### Wymagania zadania
Wyodrębnij z poniższych wierszy każdy wiersz, w którym występuje słowo „line”. Wielkość liter ma znaczenie.

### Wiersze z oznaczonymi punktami
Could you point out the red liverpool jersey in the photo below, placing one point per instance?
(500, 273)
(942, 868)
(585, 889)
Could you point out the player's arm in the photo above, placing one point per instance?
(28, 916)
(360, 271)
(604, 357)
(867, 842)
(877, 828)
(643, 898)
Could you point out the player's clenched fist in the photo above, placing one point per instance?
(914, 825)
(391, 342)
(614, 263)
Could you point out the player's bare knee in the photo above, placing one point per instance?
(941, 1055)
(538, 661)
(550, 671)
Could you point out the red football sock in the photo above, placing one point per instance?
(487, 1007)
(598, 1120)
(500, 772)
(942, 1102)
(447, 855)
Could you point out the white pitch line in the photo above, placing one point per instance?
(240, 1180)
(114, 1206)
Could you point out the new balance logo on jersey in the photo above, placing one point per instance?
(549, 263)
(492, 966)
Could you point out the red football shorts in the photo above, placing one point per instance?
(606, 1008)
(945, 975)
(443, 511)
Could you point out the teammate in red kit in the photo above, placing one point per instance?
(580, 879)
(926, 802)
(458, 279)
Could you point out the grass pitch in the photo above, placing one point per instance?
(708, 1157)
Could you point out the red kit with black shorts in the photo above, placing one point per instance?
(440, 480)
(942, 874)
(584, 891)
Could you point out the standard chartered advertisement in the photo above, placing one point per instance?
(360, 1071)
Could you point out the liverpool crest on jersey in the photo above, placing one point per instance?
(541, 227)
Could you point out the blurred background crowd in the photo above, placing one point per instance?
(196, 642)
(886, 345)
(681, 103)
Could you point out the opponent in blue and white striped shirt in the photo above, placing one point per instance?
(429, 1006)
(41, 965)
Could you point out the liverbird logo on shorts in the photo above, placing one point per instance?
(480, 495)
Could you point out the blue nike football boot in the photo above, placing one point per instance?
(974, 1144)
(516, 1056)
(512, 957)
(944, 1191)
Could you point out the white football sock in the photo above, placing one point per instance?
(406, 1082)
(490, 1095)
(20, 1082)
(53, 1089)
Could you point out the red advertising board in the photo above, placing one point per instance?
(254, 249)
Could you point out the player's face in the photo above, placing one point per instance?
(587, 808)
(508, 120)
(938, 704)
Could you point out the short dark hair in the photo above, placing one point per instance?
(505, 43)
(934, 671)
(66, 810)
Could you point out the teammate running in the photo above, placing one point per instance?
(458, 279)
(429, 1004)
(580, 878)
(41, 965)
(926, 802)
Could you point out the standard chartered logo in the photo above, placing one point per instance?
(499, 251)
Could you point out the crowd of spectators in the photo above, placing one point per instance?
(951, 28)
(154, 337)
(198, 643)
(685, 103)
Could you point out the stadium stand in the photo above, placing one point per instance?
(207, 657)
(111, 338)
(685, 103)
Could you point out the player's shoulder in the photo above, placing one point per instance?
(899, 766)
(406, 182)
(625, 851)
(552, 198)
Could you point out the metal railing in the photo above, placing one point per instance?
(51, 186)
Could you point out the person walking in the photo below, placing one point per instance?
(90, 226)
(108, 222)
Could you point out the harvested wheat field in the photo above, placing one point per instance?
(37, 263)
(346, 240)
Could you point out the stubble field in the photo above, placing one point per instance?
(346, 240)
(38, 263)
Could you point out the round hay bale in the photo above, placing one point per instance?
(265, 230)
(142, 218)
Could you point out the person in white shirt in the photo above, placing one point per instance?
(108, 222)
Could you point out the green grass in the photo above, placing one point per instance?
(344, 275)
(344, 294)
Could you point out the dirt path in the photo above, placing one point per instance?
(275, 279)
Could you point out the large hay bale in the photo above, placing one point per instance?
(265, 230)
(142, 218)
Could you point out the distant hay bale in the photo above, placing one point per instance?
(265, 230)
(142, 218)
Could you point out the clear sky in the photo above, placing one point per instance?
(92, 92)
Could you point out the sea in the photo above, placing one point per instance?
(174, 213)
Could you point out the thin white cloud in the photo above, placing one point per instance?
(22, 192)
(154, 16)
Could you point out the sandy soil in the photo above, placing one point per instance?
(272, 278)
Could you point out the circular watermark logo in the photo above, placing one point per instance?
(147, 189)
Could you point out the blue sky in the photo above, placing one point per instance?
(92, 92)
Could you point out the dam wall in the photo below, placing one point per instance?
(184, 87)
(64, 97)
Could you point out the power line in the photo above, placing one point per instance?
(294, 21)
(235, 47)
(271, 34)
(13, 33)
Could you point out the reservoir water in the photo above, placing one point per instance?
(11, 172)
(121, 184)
* * *
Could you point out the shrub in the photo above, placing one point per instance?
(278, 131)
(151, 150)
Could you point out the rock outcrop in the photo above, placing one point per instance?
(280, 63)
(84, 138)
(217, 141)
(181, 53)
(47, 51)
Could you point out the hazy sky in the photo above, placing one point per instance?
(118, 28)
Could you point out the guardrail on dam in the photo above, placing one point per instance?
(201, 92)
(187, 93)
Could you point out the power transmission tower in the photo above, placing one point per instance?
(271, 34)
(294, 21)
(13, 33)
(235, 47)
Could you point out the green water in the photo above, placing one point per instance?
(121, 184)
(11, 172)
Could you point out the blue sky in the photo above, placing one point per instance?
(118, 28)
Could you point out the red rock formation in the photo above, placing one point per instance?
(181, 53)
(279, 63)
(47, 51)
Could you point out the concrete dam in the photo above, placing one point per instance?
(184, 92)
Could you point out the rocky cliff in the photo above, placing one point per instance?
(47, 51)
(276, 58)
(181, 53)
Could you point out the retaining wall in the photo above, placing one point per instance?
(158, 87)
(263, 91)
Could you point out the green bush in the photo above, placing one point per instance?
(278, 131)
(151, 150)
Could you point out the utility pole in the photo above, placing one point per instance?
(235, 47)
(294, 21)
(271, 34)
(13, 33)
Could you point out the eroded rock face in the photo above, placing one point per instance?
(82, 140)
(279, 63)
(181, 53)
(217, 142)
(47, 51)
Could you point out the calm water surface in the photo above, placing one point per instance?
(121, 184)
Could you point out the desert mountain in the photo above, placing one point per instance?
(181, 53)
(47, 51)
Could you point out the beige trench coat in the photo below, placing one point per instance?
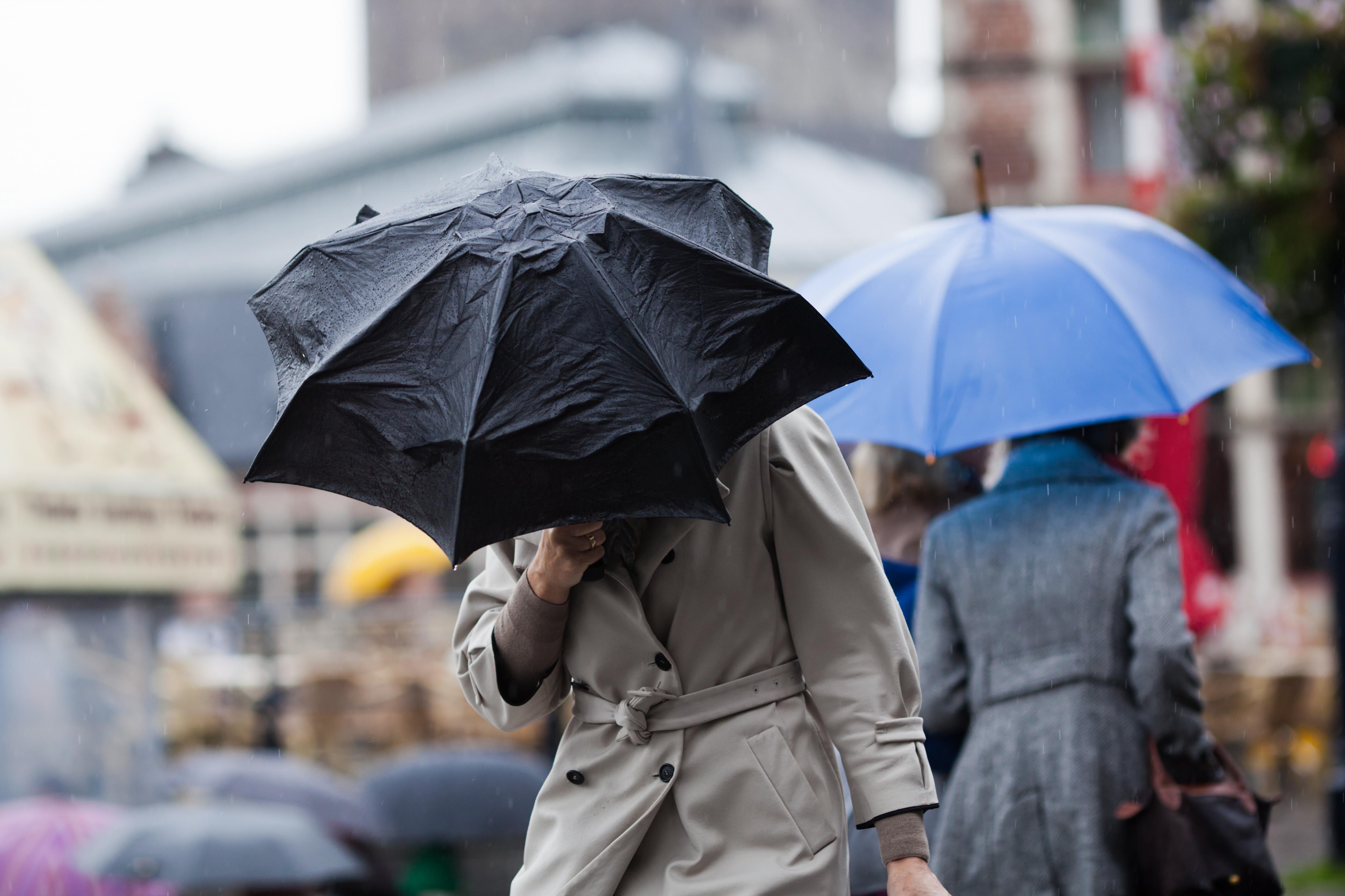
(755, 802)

### Wynik zadania
Could you point out the white pitch line in the photo above, placing one point per instance?
Could you point out the power line in the photo above, placing one point per instance?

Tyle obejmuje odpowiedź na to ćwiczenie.